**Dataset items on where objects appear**
--------------------
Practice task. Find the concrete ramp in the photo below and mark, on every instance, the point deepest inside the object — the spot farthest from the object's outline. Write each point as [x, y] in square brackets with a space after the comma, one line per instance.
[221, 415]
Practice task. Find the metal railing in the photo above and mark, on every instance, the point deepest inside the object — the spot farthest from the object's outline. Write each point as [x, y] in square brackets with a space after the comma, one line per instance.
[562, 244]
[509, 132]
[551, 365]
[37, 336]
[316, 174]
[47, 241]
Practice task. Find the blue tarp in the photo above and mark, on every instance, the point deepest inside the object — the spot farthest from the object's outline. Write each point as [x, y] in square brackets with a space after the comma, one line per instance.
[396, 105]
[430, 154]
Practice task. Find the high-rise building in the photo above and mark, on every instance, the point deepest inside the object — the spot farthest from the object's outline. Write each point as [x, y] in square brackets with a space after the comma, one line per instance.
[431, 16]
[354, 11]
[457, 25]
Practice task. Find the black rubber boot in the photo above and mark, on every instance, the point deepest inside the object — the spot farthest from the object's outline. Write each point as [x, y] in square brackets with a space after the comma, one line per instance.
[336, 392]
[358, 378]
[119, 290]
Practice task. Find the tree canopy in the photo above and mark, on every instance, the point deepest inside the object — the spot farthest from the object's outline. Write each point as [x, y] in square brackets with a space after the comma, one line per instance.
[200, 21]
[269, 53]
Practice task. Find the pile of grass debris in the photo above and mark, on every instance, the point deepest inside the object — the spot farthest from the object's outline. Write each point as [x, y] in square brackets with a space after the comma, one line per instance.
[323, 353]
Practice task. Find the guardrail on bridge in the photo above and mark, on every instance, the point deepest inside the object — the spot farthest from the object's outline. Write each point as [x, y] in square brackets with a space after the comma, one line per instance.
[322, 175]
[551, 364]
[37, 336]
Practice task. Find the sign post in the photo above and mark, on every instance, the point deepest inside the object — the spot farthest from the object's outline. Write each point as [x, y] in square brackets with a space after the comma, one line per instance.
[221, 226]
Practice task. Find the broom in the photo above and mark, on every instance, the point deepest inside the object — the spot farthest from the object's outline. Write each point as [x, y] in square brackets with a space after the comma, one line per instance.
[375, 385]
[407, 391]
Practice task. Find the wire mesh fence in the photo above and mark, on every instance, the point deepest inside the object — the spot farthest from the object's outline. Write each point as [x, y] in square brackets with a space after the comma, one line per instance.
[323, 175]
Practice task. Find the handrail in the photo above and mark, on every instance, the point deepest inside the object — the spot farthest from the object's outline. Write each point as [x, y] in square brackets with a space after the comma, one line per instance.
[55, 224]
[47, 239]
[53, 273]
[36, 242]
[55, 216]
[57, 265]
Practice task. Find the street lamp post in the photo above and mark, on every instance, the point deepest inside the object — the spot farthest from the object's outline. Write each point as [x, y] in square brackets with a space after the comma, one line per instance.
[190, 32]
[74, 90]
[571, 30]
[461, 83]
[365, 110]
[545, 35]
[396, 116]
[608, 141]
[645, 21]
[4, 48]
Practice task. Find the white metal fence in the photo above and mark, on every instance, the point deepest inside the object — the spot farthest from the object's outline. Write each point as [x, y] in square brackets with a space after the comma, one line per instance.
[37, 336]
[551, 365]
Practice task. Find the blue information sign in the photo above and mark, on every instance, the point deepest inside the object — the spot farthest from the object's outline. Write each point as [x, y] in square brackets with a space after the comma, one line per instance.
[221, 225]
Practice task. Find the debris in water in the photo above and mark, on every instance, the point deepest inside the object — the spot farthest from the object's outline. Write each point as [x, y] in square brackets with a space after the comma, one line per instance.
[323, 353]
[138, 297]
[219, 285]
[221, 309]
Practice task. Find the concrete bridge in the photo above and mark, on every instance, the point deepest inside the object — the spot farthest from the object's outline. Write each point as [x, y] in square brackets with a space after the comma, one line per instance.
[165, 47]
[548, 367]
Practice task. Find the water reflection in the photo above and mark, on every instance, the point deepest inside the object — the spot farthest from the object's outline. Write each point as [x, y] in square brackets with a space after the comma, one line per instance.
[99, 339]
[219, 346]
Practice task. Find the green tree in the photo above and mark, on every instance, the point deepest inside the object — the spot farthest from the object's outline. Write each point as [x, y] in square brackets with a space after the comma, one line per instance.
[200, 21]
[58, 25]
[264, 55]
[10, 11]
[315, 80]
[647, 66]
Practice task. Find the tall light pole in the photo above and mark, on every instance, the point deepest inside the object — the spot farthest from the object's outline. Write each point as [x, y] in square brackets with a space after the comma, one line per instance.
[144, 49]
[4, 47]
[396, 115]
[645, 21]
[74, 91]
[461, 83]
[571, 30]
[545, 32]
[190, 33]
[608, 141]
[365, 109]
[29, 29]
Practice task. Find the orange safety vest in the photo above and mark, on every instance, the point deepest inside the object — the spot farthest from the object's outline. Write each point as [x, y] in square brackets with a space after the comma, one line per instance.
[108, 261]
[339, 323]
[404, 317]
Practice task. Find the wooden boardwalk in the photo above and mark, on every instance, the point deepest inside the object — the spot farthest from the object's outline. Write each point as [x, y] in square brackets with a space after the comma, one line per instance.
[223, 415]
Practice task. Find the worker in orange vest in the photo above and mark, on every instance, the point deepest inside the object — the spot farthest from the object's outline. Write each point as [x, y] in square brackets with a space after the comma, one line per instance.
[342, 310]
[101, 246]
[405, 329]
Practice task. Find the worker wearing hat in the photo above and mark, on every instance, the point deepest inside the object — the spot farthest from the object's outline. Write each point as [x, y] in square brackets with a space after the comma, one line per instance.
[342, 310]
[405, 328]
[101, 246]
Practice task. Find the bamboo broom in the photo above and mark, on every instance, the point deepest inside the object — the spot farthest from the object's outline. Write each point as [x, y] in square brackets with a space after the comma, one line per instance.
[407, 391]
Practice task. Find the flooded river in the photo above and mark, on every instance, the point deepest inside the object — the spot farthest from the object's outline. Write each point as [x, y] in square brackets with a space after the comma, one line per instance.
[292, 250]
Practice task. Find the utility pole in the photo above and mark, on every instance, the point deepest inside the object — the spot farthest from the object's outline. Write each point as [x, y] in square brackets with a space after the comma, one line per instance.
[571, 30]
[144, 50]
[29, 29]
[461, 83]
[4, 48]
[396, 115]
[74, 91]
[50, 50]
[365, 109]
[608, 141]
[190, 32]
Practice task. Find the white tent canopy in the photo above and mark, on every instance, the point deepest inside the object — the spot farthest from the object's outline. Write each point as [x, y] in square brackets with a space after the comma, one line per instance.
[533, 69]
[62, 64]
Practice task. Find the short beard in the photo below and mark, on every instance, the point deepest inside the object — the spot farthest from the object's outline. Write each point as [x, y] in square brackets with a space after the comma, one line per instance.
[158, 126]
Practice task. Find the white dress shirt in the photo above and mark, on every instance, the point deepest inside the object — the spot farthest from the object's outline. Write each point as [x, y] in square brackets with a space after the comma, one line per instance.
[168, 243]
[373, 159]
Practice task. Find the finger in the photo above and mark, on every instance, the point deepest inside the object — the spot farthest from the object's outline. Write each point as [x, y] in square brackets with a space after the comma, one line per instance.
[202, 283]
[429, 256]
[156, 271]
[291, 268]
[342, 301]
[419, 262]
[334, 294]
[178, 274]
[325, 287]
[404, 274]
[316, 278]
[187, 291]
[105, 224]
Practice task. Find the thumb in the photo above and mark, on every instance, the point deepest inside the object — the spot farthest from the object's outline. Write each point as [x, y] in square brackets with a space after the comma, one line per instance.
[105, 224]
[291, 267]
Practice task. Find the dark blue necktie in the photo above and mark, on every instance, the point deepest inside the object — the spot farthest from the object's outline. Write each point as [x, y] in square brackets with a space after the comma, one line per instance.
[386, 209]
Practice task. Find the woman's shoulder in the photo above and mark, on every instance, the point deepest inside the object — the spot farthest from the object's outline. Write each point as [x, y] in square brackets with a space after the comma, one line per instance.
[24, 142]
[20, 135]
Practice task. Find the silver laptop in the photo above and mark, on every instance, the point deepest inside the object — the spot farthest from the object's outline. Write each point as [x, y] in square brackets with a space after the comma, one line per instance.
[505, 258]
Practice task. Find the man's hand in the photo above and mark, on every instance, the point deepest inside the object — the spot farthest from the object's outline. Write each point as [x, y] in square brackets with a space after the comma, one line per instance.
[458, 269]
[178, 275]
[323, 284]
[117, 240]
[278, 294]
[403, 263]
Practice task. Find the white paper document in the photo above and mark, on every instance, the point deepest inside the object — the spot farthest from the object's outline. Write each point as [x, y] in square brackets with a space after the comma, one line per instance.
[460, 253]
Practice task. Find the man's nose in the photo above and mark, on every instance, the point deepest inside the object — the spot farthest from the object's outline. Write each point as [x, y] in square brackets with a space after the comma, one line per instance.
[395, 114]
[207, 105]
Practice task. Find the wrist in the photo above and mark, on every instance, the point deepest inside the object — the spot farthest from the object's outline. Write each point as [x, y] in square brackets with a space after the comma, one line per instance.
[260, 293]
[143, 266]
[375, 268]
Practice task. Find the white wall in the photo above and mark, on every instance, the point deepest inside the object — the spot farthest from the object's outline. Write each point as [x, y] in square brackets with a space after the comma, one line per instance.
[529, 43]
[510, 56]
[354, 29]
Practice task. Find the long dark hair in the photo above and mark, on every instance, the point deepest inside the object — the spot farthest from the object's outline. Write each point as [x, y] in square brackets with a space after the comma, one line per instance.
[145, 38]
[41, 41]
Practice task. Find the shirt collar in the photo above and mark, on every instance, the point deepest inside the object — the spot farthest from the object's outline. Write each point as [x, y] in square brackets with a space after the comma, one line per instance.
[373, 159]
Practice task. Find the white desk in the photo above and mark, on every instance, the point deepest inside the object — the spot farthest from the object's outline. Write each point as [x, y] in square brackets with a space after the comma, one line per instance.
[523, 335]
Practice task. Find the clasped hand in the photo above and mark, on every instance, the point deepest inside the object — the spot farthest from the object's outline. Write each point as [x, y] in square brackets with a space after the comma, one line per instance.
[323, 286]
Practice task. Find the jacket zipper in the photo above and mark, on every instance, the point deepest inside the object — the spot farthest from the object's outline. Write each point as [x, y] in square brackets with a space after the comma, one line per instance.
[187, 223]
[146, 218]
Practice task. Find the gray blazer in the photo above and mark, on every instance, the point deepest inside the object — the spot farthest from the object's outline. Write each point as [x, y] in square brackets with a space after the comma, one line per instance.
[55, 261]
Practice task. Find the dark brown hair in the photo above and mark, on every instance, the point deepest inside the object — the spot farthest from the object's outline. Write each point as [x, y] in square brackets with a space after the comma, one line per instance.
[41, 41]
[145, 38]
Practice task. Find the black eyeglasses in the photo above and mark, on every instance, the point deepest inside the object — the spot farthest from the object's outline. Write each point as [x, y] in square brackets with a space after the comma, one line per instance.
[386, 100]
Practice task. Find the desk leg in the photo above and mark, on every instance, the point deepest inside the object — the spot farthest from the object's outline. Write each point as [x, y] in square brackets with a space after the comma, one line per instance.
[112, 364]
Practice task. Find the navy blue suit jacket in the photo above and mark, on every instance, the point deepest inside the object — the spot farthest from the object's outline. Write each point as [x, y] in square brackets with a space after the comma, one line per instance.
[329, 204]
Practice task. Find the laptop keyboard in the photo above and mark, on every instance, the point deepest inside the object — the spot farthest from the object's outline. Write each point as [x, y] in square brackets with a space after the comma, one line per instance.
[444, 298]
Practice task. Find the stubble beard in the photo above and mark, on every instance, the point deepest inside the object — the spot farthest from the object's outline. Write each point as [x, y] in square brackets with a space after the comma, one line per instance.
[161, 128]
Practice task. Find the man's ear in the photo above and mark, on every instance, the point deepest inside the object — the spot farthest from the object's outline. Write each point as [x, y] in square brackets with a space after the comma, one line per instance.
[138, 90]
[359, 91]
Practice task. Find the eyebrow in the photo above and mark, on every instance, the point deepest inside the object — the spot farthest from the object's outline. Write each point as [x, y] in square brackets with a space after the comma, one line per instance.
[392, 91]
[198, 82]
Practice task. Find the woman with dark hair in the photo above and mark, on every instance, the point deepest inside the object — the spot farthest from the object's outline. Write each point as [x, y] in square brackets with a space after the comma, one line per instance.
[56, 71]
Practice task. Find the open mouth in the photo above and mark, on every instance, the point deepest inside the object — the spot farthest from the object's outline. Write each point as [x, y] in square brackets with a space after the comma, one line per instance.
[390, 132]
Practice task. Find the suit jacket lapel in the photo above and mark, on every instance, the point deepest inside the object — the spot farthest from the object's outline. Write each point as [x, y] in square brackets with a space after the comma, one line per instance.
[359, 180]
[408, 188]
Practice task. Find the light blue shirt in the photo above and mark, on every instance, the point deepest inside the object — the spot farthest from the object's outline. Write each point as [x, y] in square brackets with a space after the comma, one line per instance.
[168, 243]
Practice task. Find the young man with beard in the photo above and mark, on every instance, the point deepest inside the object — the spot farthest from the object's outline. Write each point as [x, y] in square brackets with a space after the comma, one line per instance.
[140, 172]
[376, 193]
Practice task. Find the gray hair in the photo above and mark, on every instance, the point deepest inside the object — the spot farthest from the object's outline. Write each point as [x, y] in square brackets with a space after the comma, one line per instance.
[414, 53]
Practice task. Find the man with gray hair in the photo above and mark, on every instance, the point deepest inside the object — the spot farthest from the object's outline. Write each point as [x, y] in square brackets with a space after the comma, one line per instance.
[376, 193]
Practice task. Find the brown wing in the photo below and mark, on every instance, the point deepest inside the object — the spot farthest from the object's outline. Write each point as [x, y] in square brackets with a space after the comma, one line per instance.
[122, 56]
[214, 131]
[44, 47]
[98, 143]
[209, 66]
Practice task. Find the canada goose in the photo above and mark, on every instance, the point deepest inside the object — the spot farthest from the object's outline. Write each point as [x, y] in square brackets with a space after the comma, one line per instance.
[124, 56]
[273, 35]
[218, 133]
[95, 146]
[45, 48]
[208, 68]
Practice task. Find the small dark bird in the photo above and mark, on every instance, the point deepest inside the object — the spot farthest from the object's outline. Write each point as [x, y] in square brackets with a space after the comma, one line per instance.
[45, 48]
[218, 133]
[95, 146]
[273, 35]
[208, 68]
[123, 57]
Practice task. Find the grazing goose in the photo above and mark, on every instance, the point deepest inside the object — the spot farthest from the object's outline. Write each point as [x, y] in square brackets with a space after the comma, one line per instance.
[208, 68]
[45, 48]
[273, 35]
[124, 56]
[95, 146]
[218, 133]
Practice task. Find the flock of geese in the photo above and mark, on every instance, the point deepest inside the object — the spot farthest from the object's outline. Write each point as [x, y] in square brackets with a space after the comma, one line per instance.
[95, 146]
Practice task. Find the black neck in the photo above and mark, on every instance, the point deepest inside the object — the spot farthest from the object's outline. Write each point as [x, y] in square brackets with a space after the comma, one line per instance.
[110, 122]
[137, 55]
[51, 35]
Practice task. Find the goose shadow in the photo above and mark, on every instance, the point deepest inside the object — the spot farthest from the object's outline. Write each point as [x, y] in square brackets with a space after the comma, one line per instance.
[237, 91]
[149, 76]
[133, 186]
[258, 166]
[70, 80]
--------------------
**Set task**
Rewrite everything from the line containing "Practice task. Find the grazing" down to the end of the items, replacing "photo above" with "image above" and leaving all else unchanged.

**Answer in full**
Practice task. Find the grazing goose in the image above and mark, on every instance, the point deepest inside the object — the spot farthest from the object's outline. Write each point as [x, y] in square brackets with a space after the comma, one line per instance.
[208, 68]
[45, 48]
[273, 35]
[124, 56]
[95, 146]
[218, 133]
Practice task. Find the flock of geese in the image above and mark, on every instance, the point deepest inside the object — the spot farthest from the object's outline. Write each point as [x, y] in square brackets with a space after the comma, one line per instance.
[95, 146]
Practice task. Find the black neck in the image above and mark, on every instance, the point deepest inside the object — the spot farthest from the object's outline. Write each point as [x, y] in square brackets with a space after the comma, one line per instance.
[110, 122]
[137, 55]
[51, 35]
Practice task. Find the goose shadow in the image above and mark, on every instance, the point deepest inside the object — the spot farthest from the object's outline. Write each point as [x, y] in square brackets with a space after the comma, one line per instance.
[237, 91]
[149, 76]
[133, 186]
[258, 166]
[70, 80]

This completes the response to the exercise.